## Data shown:
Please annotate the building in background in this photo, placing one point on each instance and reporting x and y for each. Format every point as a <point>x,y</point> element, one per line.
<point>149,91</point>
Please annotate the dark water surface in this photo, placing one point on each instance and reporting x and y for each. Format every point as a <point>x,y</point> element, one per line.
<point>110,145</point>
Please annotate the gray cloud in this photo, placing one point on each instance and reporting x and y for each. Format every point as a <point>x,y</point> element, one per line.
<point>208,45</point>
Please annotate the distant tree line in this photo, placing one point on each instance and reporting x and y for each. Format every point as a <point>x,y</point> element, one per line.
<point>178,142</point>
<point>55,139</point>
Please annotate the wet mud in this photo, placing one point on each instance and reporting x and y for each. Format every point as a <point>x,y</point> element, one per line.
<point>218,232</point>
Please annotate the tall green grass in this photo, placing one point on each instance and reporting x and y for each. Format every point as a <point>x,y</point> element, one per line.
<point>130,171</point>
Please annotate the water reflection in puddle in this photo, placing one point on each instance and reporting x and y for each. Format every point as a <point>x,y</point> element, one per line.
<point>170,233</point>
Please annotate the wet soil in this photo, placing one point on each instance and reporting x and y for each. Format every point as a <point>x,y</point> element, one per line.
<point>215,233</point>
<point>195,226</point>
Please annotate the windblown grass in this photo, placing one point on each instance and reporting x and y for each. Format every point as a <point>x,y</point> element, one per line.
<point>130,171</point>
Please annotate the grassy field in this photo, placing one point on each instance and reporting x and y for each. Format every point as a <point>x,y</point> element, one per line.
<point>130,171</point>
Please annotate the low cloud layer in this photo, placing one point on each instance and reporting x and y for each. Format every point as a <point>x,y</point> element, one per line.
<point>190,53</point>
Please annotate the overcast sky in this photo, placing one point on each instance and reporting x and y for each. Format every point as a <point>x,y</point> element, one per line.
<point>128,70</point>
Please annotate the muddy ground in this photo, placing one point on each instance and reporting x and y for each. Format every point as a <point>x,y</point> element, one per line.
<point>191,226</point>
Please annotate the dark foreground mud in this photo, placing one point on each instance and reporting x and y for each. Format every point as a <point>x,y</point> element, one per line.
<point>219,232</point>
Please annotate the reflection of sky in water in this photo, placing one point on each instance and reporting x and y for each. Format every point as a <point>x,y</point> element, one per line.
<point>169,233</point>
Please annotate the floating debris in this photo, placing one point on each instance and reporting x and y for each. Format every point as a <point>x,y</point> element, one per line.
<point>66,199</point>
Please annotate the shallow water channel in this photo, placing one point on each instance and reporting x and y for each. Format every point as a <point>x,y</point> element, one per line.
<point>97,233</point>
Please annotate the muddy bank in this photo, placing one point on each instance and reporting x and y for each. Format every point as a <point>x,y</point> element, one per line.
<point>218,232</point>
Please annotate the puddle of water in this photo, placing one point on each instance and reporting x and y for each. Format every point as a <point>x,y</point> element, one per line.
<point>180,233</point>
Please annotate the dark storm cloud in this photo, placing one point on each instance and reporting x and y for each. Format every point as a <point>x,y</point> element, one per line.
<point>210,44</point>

## Directions:
Please copy all of the lines above word for word, keeping their order.

## Answer in full:
Please annotate the building in background in this photo, placing one point on each instance and reporting x and y for each. Format every point as a <point>x,y</point> element, one per line.
<point>149,91</point>
Please annotate the dark water surface in this photo, placing one point on each instance and reporting x and y for each. Format every point as a <point>x,y</point> element, one per line.
<point>110,145</point>
Please annotate the gray cloud in this photo, placing one point on each instance and reporting x and y for each. Format every point as a <point>x,y</point> element, one per line.
<point>208,45</point>
Please annotate the distant tree line in this photo, placing one point on each instance and reporting x and y for each. Format every point as a <point>x,y</point> element, one per line.
<point>178,142</point>
<point>55,139</point>
Please annotate the wet mud in this photo, placing one point on each instance and reporting x and y for each. Format every point as a <point>x,y</point> element, one per line.
<point>218,232</point>
Please annotate the tall green grass in this photo, placing one point on each instance and reporting x and y for each. Format every point as a <point>x,y</point> element, one per line.
<point>130,171</point>
Please annotate the water reflection in puddle in this photo, placing one point on each instance and reporting x and y for each. Format every point as a <point>x,y</point> element, one per line.
<point>170,233</point>
Please annotate the wet soil in this photo, placing one point on each instance and reporting x and y for each. Format every point as a <point>x,y</point> element, one per line.
<point>215,233</point>
<point>195,226</point>
Please annotate the windblown grass in this photo, placing one point on each instance and reporting x and y for each. Format every point as a <point>x,y</point> element, one per line.
<point>130,171</point>
Please annotate the grassy field in this photo, placing one point on each instance and reporting x and y for each. Format every point as a <point>x,y</point> element, one per line.
<point>130,171</point>
Please annotate the low cloud layer in this photo, placing one point on each instance and reporting x and y for each. Format every point as a <point>x,y</point> element, one per line.
<point>190,53</point>
Please annotate the overcast sky in this photo, placing one point on each instance and reporting x and y for each. Format every point as a <point>x,y</point> element, one per line.
<point>128,70</point>
Please annotate the muddy ground in this photo, placing one point on each instance and reporting x and y for each. Format every point as a <point>x,y</point> element, one per line.
<point>191,226</point>
Please annotate the dark foreground mud in this photo, placing one point on each instance and reporting x and y for each. Format every point as a <point>x,y</point> element, one per line.
<point>219,232</point>
Please annotate the reflection of sky in water in this photo, placing one point on each instance and reporting x and y for each. Format every point as a <point>x,y</point> element, one per line.
<point>169,233</point>
Please annotate the floating debris in this photo, placing one point on each instance and reporting x and y for each. Format every point as a <point>x,y</point> element, one per line.
<point>66,199</point>
Please annotate the shallow water channel in this photo, placing one point on each instance and reporting x and y for each. Format every point as a <point>x,y</point> element, one per line.
<point>97,233</point>
Please annotate the muddy bank in this photo, placing one point on each instance and reporting x and y for each. Format every point as a <point>x,y</point> element, one per line.
<point>218,232</point>
Please annotate the puddle of water in this photo, placing one point on each instance and reporting x and y for each. Format every point as a <point>x,y</point> element, one per line.
<point>180,233</point>
Please annotate the dark storm cloud in this photo, placing one point on each instance and reporting x and y for each. Format every point as a <point>x,y</point> element, one per line.
<point>210,44</point>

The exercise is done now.